Do this – Rescale the answer coordinates in the listing below, from the line with "Expected: one point per instance of the grey hair" through the end of the listing, and write out only those lines again, requests included. Multiply each answer coordinate by 1.9 and round it to a whole number, halves up, but leave the numbers in the requests and their format samples unchanged.

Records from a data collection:
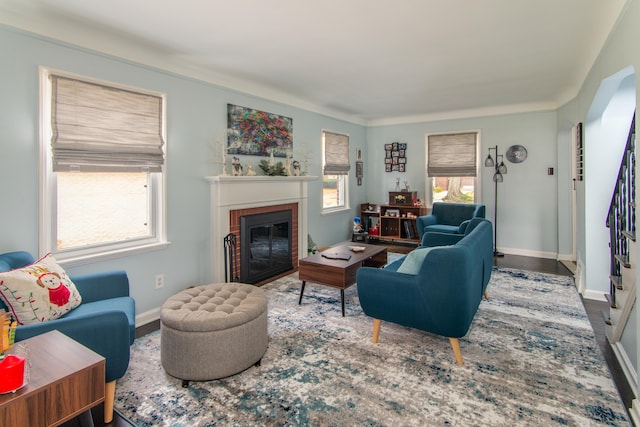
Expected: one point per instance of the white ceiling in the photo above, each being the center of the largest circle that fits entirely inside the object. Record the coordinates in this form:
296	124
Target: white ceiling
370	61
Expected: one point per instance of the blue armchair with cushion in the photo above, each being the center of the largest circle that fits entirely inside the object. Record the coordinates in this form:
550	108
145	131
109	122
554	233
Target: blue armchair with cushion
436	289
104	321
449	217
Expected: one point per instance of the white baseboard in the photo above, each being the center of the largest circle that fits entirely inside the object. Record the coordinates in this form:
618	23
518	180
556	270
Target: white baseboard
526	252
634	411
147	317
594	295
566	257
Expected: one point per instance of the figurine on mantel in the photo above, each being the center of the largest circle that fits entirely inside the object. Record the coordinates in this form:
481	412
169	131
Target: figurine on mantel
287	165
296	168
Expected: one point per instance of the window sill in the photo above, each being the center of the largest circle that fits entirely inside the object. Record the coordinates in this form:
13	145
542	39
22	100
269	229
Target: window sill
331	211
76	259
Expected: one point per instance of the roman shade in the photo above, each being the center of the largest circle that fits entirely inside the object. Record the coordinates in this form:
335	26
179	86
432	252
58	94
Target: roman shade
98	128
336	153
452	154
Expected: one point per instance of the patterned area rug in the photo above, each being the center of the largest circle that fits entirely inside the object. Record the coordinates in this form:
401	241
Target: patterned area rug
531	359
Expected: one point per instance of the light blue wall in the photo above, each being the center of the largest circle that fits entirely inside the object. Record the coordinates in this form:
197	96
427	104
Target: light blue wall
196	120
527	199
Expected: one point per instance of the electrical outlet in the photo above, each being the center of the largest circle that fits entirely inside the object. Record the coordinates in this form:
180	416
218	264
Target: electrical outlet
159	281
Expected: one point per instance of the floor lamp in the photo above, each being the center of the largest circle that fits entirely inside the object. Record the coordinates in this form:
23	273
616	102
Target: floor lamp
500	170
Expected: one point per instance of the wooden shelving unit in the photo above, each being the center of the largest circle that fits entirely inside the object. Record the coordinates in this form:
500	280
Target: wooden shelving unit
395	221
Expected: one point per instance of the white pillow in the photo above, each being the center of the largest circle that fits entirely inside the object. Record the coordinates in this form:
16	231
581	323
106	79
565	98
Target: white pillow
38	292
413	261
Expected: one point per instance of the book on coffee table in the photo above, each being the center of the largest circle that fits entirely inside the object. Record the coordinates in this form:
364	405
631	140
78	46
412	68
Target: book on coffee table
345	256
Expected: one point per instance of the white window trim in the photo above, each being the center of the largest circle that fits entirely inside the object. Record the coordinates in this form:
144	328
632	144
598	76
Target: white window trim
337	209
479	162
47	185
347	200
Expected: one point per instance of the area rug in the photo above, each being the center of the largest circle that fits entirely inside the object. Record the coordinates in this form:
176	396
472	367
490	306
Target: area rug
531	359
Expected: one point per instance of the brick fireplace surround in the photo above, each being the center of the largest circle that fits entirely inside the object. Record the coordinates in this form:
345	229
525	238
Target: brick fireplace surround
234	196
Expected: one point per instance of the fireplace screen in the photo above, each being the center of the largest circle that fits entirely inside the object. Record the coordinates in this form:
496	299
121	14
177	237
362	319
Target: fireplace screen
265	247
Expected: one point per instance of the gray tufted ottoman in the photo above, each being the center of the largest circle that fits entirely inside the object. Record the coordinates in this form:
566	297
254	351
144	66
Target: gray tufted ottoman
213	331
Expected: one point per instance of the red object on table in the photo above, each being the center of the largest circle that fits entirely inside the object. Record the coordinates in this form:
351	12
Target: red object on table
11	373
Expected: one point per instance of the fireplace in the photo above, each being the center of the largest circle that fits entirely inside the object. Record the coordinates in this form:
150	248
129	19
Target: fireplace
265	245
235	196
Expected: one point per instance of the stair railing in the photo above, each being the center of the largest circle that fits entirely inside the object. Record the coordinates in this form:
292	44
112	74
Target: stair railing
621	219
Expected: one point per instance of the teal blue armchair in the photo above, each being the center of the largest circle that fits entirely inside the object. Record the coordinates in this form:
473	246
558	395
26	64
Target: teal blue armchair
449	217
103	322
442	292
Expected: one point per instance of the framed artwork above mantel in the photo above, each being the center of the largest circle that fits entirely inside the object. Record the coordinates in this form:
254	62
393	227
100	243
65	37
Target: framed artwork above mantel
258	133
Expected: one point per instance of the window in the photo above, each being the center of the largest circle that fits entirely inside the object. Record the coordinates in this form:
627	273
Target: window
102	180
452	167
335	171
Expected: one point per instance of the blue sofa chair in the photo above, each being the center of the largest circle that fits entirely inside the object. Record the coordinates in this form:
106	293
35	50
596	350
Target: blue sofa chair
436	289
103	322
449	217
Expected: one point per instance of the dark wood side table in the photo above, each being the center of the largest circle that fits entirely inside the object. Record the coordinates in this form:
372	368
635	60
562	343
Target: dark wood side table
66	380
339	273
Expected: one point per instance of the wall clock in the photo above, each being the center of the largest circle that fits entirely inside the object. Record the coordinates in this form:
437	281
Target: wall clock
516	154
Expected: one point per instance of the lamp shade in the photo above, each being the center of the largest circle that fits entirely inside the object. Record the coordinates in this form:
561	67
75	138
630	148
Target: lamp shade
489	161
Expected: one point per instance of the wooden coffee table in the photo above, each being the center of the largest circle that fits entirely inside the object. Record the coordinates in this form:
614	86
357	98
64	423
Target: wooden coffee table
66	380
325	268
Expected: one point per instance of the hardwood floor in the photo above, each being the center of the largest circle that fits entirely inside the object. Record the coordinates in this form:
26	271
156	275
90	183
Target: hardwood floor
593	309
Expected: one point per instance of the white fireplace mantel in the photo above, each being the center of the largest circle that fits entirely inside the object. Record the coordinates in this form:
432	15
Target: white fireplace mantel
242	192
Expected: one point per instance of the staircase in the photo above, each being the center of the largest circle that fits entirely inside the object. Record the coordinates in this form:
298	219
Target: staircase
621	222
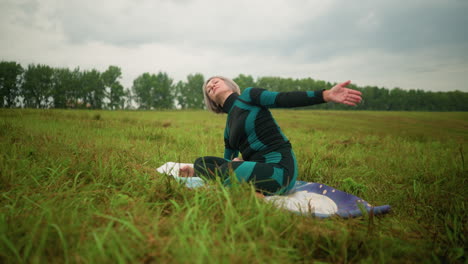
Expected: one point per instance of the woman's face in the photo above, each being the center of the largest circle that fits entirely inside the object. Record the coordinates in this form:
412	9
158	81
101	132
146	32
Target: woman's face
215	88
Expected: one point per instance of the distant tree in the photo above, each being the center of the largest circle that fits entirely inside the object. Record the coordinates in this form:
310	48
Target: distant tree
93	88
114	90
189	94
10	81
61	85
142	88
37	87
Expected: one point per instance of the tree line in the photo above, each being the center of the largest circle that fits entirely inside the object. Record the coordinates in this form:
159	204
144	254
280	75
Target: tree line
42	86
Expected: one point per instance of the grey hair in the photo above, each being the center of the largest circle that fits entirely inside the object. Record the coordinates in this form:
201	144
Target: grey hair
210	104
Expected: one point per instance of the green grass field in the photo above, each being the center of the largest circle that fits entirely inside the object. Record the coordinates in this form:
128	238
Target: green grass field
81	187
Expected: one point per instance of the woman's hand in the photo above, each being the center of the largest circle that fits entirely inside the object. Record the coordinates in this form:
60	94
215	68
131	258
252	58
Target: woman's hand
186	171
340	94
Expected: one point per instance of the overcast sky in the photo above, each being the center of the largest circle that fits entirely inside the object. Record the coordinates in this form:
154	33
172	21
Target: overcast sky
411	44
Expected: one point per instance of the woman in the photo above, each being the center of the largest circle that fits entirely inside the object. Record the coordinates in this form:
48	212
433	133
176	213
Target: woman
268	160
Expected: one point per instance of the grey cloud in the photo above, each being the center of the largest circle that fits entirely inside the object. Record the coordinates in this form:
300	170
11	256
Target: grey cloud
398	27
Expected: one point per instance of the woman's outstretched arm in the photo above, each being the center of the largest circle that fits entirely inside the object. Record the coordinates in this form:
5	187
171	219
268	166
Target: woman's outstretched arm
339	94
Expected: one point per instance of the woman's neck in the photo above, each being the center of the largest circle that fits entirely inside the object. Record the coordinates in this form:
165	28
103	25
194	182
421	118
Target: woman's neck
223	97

Result for this exercise –
Expected: one point per instance of the grey hair in the photo above, each being the center of the largest circle that fits entirely inside the object. Record the coordinates in this form:
201	144
Target: grey hair
399	198
Expected: one point per instance of the green grass field in the photo above, each being the center of the largest circle that fits entirely inside the object. Record the coordinates in this form:
128	238
Target: green grass field
154	355
Expected: one point per instance of the woman's hand in the photo above, each being the center of the largest circle that fits entirely inside the object. Record the coordinates in this form:
60	94
215	68
131	258
252	58
Target: woman's hand
353	325
646	179
Expected: one point per instance of the overcast sky in the photo above, each being the center of the largest circle that fits entirely inside the object. Record the coordinates in this form:
154	33
172	21
Target: overcast sky
781	84
Expected: one point per instance of the woman in the photo above, each being the center of the largest circle that fits entirely inside the object. Record the coordinates in this form:
48	212
433	133
176	213
Target: woman
509	304
Expected: one point per instance of the grey cloud in the photo above, each being the center of the largest circle that fits entirely inside the object. Record the coordinates in this form:
300	170
11	256
Target: grey cloud
756	51
Expected: one point per instance of the woman's outstretched arm in the photo above, each being the center of the largest circle that fits entirely inside the object. Record the coordinates in this form:
5	187
171	219
268	166
Target: woman's outstretched arm
644	179
Expected: one point per instance of the woman's neck in the photo above, each being the center of the largest circle that fits entirely inside the object. Record the coordinates in this form:
165	28
103	25
194	182
421	118
Target: woman's neck
424	184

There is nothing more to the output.